Written problem
Reproduce the passage on self-education and limiting work hours below in full, word for word.

Start of Document extract

I often go on about self-education, in many different ways: my basic principle is that you should be trying to improve your skills in *some* fashion every single day. Doesn't have to be just raw programming skill -- indeed, it's often best to do this in a well-rounded way. So sometimes I'm learning about programming, but sometimes it's about project or product management, sometimes about usability design, sometimes about my current problem domain, etc. The point of the exercise is doing something that helps you advance your career skills every day.

Folks take this as being about job security, and there's something to that: I developed the habit largely as a reaction to watching several people wash out of the industry after Y2K, and others who have just gradually rusted and become unemployable. But it's just as much about *owning* your career and your life.

Specifically, I'm reacting to more than a couple of friends who have been buried by work, often in ways that I find a little abusive. When I find out that a friend is having to go into crunch mode on a regular basis, that work is eating their life, that it's making them miserable and lonely, my reaction is sympathy -- but also a pretty good reminder that I just don't *do* that. (At least, not any more. I did do that at Looking Glass, for five miserable months of working every single day. Buzzpad was founded by a bunch of LG refugees, mainly on the theory that there had to be a better way to do software development.)

Seriously: when I interview for a job, I am very clear upfront that I work 40-45 hours a week. I try to be reasonably focused and smart in that time, and when a genuine crisis arises you do what's needed to deal with it. But if the crises keep coming, or if you are in never-ending crunch mode, that's a sign of management failure, and I just plain don't tolerate that. And this loops back to the self-education point: I can get away with not tolerating it -- with saying, "No, really -- you need to fix the institutional problem here" -- by being the best.

End of Document extract
Start of Dataset extract

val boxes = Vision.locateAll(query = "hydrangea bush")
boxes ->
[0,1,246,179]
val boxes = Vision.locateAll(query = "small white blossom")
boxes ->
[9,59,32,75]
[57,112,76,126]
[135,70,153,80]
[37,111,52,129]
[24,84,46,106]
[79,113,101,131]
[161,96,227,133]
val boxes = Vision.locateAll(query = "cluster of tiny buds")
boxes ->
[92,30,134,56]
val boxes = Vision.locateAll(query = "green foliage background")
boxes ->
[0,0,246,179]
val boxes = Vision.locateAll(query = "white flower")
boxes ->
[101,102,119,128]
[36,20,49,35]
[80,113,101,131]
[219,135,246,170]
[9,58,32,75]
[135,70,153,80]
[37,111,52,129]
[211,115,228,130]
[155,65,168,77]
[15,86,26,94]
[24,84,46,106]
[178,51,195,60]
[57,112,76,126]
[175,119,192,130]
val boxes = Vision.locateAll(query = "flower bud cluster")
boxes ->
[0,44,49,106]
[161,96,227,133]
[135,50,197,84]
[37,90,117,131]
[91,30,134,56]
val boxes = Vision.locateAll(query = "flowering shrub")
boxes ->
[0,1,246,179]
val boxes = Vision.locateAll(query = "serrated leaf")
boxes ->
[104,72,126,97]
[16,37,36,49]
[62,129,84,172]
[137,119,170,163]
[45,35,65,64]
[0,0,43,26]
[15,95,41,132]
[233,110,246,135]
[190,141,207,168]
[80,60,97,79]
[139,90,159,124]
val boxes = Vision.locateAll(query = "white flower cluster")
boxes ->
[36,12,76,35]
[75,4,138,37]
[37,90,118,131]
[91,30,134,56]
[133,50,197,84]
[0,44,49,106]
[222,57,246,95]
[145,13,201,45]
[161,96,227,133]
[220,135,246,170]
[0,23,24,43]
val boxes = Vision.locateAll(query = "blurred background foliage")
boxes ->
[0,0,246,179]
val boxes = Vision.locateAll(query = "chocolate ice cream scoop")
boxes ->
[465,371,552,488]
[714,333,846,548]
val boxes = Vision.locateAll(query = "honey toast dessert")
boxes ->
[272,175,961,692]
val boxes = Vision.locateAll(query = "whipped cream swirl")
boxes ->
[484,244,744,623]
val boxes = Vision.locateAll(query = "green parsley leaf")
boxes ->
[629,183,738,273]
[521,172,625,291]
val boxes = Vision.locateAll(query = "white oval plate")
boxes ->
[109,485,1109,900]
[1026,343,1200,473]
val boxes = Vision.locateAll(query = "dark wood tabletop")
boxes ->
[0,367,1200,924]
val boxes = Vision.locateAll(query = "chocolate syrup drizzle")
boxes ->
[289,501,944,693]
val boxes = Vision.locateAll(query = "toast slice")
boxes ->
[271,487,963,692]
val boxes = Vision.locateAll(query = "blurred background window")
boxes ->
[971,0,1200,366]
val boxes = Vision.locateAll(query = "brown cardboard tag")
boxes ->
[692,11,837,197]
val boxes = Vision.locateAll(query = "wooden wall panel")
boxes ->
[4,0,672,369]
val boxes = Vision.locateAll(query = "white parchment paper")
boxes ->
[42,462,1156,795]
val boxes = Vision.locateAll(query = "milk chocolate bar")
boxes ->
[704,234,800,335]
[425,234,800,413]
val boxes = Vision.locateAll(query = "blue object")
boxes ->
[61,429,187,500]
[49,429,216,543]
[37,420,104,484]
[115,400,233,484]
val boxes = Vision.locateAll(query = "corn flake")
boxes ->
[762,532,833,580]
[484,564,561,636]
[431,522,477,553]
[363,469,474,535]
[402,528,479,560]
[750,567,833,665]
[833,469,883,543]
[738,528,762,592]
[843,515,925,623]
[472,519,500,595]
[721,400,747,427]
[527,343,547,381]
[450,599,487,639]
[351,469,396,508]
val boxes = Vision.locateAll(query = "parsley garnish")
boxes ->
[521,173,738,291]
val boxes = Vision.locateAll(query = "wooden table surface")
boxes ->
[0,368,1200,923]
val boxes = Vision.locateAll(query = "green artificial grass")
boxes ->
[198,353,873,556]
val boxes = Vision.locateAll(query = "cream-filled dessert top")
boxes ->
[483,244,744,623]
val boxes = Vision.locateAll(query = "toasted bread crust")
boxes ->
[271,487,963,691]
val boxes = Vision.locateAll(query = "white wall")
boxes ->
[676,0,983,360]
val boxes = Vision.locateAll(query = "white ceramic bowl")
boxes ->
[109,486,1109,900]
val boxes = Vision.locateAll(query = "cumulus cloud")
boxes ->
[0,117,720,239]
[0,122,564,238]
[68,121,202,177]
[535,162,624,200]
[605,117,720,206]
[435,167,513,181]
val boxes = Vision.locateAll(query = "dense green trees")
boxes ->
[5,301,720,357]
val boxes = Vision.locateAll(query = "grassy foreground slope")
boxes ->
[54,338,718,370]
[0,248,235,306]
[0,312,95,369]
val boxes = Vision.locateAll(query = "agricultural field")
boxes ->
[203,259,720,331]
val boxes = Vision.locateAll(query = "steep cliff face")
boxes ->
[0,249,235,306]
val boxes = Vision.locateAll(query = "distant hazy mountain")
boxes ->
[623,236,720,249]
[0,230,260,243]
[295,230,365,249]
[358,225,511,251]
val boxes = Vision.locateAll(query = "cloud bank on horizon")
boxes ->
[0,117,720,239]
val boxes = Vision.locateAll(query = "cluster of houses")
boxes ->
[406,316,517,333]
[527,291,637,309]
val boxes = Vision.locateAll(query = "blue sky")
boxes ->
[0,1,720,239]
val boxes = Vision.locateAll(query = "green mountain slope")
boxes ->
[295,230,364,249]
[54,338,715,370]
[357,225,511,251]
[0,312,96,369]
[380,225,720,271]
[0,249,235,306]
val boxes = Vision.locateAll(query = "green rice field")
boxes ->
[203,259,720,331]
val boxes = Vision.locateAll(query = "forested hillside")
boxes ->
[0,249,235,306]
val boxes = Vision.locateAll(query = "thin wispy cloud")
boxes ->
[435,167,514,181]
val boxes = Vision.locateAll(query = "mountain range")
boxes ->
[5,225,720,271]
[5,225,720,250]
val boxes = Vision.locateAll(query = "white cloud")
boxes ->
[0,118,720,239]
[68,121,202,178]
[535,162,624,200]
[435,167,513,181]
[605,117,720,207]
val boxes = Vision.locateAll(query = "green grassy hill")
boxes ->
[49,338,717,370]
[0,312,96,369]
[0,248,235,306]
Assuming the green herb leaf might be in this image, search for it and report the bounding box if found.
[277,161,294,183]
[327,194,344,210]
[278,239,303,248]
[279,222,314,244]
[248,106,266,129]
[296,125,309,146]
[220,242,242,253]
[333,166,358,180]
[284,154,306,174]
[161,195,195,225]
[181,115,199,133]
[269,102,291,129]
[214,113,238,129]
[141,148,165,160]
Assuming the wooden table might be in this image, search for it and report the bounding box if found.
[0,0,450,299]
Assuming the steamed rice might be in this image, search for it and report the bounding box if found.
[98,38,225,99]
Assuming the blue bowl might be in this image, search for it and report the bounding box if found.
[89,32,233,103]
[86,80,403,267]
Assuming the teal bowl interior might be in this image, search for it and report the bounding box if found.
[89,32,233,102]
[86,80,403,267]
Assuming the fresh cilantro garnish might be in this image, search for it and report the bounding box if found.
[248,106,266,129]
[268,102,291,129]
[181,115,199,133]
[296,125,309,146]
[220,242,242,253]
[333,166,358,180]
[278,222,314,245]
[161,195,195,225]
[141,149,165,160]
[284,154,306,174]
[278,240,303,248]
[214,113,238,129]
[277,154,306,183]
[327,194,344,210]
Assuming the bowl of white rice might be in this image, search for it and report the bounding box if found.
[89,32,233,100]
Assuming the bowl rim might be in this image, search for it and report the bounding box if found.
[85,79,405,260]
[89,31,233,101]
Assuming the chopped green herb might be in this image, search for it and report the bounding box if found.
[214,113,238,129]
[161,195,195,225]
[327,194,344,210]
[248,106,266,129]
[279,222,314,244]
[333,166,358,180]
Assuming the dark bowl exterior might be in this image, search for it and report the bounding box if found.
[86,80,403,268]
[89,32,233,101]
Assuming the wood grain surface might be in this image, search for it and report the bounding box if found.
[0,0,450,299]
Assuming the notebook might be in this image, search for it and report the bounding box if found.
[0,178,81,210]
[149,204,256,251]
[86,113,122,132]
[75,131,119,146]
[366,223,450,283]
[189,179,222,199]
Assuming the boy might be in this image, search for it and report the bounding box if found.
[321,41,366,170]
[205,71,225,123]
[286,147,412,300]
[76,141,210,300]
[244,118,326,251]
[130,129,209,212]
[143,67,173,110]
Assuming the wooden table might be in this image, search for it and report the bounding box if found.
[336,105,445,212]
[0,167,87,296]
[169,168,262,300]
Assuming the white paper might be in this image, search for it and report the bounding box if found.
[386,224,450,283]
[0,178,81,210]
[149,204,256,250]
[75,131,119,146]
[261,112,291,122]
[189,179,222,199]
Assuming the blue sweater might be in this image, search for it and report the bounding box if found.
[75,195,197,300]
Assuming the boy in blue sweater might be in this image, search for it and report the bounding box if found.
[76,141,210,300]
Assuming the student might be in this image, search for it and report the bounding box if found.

End of Dataset extract

Output of the exercise
I often go on about self-education, in many different ways: my basic principle is that you should be trying to improve your skills in *some* fashion every single day. Doesn't have to be just raw programming skill -- indeed, it's often best to do this in a well-rounded way. So sometimes I'm learning about programming, but sometimes it's about project or product management, sometimes about usability design, sometimes about my current problem domain, etc. The point of the exercise is doing something that helps you advance your career skills every day.

Folks take this as being about job security, and there's something to that: I developed the habit largely as a reaction to watching several people wash out of the industry after Y2K, and others who have just gradually rusted and become unemployable. But it's just as much about *owning* your career and your life.

Specifically, I'm reacting to more than a couple of friends who have been buried by work, often in ways that I find a little abusive. When I find out that a friend is having to go into crunch mode on a regular basis, that work is eating their life, that it's making them miserable and lonely, my reaction is sympathy -- but also a pretty good reminder that I just don't *do* that. (At least, not any more. I did do that at Looking Glass, for five miserable months of working every single day. Buzzpad was founded by a bunch of LG refugees, mainly on the theory that there had to be a better way to do software development.)

Seriously: when I interview for a job, I am very clear upfront that I work 40-45 hours a week. I try to be reasonably focused and smart in that time, and when a genuine crisis arises you do what's needed to deal with it. But if the crises keep coming, or if you are in never-ending crunch mode, that's a sign of management failure, and I just plain don't tolerate that. And this loops back to the self-education point: I can get away with not tolerating it -- with saying, "No, really -- you need to fix the institutional problem here" -- by being the best.